EXERCISE GOAL :: Since only part of the material below is wanted, output exactly the lines from the one with "Please locate the white" up to and including the one with "Please locate the overcast".
Start of RECORDED INFORMATION
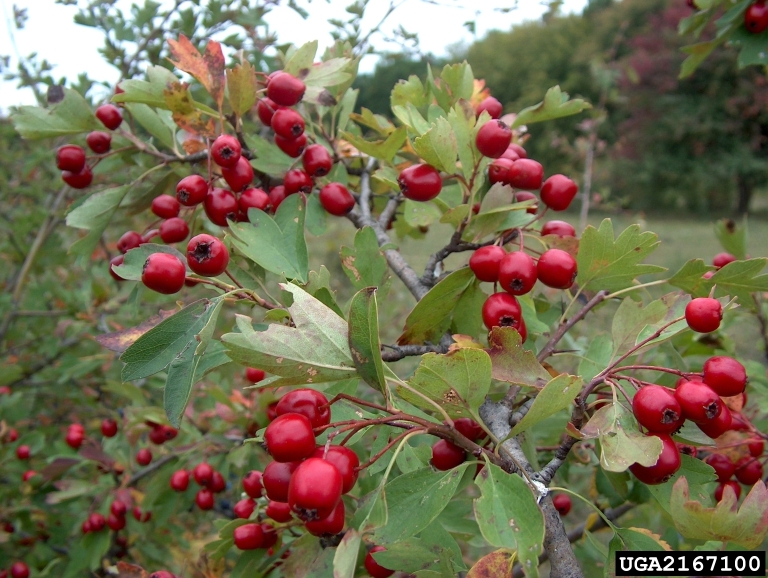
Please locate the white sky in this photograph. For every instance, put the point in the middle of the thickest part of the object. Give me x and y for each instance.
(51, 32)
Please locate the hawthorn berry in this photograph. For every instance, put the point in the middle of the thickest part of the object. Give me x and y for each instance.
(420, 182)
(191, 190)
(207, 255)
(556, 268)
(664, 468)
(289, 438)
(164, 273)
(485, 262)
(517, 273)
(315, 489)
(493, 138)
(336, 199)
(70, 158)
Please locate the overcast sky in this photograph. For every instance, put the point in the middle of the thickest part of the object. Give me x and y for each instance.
End of RECORDED INFORMATION
Start of RECORDED INFORMATION
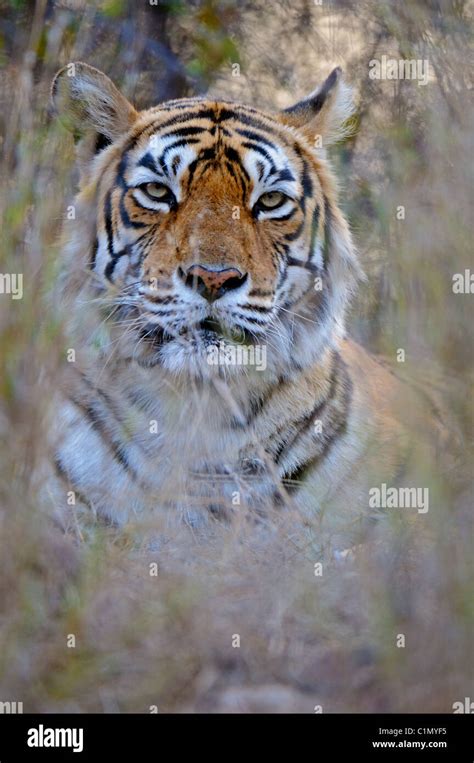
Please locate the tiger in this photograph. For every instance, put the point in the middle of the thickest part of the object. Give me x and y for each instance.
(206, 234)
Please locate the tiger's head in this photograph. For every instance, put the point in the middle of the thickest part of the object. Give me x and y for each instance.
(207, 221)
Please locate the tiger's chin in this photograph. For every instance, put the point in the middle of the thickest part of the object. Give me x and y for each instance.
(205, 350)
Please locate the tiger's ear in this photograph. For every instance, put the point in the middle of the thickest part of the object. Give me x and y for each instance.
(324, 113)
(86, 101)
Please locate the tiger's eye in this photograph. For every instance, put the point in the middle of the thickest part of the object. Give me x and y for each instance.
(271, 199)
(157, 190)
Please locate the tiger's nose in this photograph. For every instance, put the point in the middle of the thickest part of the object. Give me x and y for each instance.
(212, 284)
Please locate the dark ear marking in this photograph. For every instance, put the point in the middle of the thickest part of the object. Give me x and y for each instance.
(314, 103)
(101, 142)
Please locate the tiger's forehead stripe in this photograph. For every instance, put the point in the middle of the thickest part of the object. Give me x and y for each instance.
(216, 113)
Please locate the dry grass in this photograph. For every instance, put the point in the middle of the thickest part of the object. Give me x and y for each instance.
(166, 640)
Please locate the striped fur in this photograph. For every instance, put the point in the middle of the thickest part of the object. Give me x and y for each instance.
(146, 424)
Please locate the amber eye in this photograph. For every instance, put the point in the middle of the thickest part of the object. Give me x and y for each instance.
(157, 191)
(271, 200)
End of RECORDED INFORMATION
Start of RECORDED INFORMATION
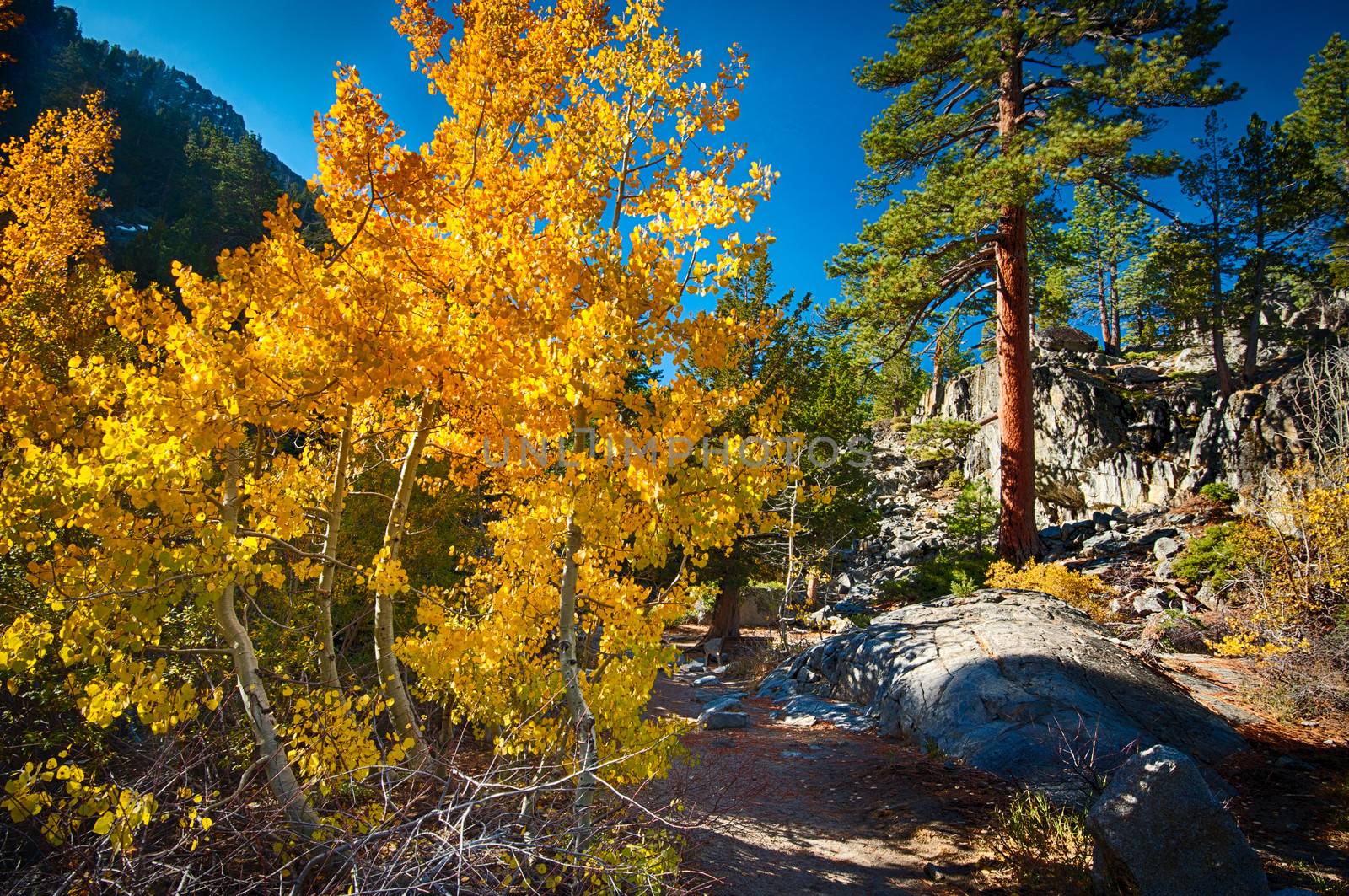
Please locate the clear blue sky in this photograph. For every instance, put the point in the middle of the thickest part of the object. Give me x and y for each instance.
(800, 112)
End of RECORDED INFORMATION
OUTPUT FOR THIS TASK ::
Please locate the white sky in this photograph. For every instance, put the point in the middle of the thickest part of the object. Give me x and y for each instance.
(51, 32)
Please locate the hawthorn berry in this photograph. For every instance, put the point in the middle of the thickest part of the object. Give me x and y for each instance.
(420, 182)
(191, 190)
(207, 255)
(556, 268)
(664, 468)
(289, 438)
(164, 273)
(485, 262)
(517, 273)
(315, 489)
(493, 138)
(336, 199)
(70, 158)
Please locate the overcast sky in this photograph. For every instance, put the point in the middle of the thickest part of the object. Give me x and y for each instance.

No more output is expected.